_Work required_
Take the lines from the one holding "Indicate the dense" through the end of the records, both included, and write them out again with "crop-scouting record" switched to "field-survey record" and nothing else changed.

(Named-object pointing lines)
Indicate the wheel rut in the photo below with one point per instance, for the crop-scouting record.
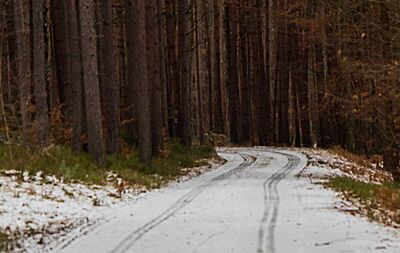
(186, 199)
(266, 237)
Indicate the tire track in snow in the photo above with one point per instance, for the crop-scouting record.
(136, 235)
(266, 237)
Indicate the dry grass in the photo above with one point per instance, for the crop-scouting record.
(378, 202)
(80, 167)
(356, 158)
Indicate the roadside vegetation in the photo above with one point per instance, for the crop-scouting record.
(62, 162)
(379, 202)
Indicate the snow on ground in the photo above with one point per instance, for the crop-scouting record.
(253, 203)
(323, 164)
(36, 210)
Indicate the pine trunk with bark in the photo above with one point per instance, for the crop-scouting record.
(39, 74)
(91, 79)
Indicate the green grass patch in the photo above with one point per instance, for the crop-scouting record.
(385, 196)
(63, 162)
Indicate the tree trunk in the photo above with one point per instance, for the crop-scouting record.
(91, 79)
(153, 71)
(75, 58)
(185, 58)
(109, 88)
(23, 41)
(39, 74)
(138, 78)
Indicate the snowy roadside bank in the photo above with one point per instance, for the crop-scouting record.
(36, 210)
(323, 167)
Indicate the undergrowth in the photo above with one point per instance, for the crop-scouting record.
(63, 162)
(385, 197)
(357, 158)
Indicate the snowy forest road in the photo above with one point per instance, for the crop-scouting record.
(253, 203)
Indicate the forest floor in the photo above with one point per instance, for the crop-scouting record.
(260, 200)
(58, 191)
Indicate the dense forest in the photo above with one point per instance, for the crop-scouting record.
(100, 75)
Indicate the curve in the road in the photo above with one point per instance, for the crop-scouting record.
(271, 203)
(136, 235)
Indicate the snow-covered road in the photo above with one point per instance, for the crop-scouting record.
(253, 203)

_The reply_
Indicate the dense forest in the photo above with one point per instance, for the field-survey record.
(100, 75)
Indicate the curve in the road in the photo above with one point per instance, for the field-survey record.
(271, 203)
(136, 235)
Indicate the snow-covered road in the photo above with one point per instance, for the field-survey record.
(253, 203)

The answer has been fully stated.